* [GIVEN PROBLEM A]:
In the entries below, running from the start of the entries down through the line containing "[266,300,350,377]", swap "object detector" for "box annotator" and keep every other part of those lines the same.

** Start of QUOTED PASSAGE **

Dailydave mailing list archives

Re: Octave


From: George Capehart <capegeo () opengroup org>
Date: Tue, 16 May 2006 16:53:45 -0400

Dave Aitel wrote:

<snip>

Apologies in advance for pulling the topic away from OCTAVE specifically
to problems with risk assessments and the risk management process in
general . . .


"""
There are many approaches for evaluating information security risk. At
the heart of any approach is an assessment, or evaluation. This slide
defines two common approaches: a tool-based analysis and
workshop-based analysis.
The tool-based analysis normally requires someone to input information
about the organization?s assets, threats, and infrastructure
characteristics into a software-based analysis tool. The tool takes
the information and performs a risk analysis, often based on
proprietary mathematical algorithms. There are usually no restrictions
on who enters the information into the process (often it is a small
group of people) or on how they collect the required information. The
interaction and number of people required by this type of analysis is
small.This approach can be quick (after the initial information is
entered into the tool), but it relies on only a few perspectives. The
organization is also placing trust in proprietary analysis algorithms
that might not be well understood by the organization?s personnel.

Nor is it very likely that the tool even uses the appropriate metrics or
is even sensitive to the appropriate dimensions.  The first phase of a
true risk assessment should be to identify the aspects of the entity
that need to be protected, and then understand the threats to those
aspects and the vulnerabilities to those threats.  Any third-party
cookbook tool will cover the "common" cases, but will miss the
idiosyncratic cases . . . which are frequently aspects that are
strategic differentiators . . . and therefore the ones that need
protecting the most.

A workshop-based analysis requires the participation of many people to
build an understanding of assets, threats, and characteristics of the
infrastructure. A small group of people (an analysis team) leads the
process and gathers information using interviews or workshops. The
analysis team reviews and analyzes the information that has been
gathered and creates mitigation plans. Decision-support tools can be
used to assist the analysis team, but the analysis team is responsible
for making all decisions. This approach involves many staff members in
the organization and can be time intensive. However, the people in the
organization make the decisions and understand why the decisions have
been made.
OCTAVE is a workshop-based approach.
"""

We did a number of these at @stake, and I personally didn't find them
to be of value. Workshops have a number of built in problems:
o People lie to you. Often, people won't know the answers at all, but
will still pretend to to look good. In many cases you will get
conflicting information simply because people don't really know what
they're talking about. You can spend forever tracking down the truth
here. What this means is that at the end of the process you don't have
hard evidence and you don't know how reliable your results are.

** End of QUOTED PASSAGE **
** Start of MATERIAL SUPPLIED **

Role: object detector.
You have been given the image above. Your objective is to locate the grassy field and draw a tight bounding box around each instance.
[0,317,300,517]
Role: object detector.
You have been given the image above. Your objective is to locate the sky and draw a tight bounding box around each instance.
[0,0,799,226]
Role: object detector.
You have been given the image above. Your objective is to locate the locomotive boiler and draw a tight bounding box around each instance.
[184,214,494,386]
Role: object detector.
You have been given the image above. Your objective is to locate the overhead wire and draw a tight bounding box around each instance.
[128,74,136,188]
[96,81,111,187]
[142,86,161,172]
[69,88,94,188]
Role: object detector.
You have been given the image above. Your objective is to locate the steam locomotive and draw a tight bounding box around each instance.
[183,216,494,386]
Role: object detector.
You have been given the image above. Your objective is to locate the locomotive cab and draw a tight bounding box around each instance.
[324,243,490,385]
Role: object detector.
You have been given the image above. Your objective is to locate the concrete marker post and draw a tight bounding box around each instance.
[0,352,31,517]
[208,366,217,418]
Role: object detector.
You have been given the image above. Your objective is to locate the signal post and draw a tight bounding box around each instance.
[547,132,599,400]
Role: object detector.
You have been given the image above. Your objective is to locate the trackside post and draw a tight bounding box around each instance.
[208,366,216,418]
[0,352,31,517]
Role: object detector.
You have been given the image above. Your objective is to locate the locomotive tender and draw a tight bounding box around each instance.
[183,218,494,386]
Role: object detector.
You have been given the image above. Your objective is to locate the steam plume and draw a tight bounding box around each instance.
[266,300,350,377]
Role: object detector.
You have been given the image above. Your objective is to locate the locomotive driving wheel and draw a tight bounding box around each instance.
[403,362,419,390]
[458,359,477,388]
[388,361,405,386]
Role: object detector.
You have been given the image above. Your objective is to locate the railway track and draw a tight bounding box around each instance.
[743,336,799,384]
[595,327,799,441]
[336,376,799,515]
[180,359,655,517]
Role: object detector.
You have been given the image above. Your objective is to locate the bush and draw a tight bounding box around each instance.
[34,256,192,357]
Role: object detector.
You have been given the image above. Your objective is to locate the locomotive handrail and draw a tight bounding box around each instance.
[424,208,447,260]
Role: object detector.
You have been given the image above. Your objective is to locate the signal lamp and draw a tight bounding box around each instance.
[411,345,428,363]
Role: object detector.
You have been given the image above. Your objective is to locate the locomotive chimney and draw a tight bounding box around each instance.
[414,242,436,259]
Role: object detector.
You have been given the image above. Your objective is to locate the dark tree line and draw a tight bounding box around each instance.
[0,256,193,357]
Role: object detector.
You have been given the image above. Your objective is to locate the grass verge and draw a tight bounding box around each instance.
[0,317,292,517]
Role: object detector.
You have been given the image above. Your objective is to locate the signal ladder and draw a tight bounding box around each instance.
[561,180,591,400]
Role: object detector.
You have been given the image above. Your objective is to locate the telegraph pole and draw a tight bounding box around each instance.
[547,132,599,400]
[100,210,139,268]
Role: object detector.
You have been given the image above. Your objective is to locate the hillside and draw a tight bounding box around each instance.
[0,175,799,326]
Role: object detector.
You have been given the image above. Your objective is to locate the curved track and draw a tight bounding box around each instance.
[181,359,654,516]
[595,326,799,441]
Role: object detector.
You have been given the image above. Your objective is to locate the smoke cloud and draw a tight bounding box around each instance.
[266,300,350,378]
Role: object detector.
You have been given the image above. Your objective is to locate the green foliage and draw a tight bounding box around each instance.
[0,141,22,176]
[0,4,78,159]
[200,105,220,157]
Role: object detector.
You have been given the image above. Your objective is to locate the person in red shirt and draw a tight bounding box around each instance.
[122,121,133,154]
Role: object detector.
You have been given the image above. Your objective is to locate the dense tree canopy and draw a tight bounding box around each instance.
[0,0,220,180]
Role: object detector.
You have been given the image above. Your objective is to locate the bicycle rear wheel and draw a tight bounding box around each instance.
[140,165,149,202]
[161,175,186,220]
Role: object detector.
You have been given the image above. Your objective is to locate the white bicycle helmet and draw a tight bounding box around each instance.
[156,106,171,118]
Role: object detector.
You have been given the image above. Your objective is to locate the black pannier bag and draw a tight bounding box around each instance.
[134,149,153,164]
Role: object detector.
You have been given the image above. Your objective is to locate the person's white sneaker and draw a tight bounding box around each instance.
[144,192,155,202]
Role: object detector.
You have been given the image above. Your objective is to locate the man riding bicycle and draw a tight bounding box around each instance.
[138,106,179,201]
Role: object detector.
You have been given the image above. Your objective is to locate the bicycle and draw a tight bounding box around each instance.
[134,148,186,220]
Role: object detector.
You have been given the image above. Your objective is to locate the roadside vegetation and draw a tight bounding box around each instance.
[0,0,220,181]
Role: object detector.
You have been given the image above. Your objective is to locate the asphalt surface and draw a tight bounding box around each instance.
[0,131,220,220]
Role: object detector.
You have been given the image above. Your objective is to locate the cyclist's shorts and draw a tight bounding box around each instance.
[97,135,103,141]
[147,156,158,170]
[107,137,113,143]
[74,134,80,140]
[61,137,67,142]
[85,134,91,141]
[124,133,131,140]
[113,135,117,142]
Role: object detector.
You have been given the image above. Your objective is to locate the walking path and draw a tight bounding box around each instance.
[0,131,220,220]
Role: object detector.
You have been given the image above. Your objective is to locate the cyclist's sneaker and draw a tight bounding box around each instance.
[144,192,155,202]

** End of MATERIAL SUPPLIED **

* [GIVEN PROBLEM B]:
According to the mailing list post, what kinds of information does a tool-based analysis require someone to input into a software-based analysis tool?

* [REPLY A]:
Role: box annotator.
You have been given the image above. Your objective is to locate the grassy field and draw a tight bounding box around each instance.
[0,317,300,517]
Role: box annotator.
You have been given the image above. Your objective is to locate the sky and draw a tight bounding box around each instance.
[0,0,799,226]
Role: box annotator.
You have been given the image above. Your objective is to locate the locomotive boiler and draw a tight bounding box around each instance.
[184,214,494,386]
Role: box annotator.
You have been given the image above. Your objective is to locate the overhead wire and draw a tight bounding box around each instance.
[128,74,136,188]
[96,81,111,187]
[142,86,161,172]
[69,88,94,188]
Role: box annotator.
You have been given the image above. Your objective is to locate the steam locomotive and draw a tight bounding box around each instance.
[183,216,494,386]
Role: box annotator.
You have been given the image above. Your objective is to locate the locomotive cab and draw a tight bounding box around each instance.
[324,243,490,385]
Role: box annotator.
You have been given the image above. Your objective is to locate the concrete marker post and draw a tight bounding box around each instance.
[0,352,31,517]
[208,366,217,418]
Role: box annotator.
You have been given the image above. Your objective is to locate the signal post and draw a tight bounding box around each instance.
[547,132,599,400]
Role: box annotator.
You have been given the image above. Your objective is to locate the trackside post and draw a tight bounding box around each instance.
[208,366,216,418]
[0,352,31,517]
Role: box annotator.
You have been given the image above. Your objective is to locate the locomotive tender and draw a tight bounding box around each instance.
[183,218,494,386]
Role: box annotator.
You have been given the image above. Your objective is to locate the steam plume and draw a tight bounding box around each instance.
[266,300,350,377]

* [REPLY B]:
- The organization's assets
- Threats
- Infrastructure characteristics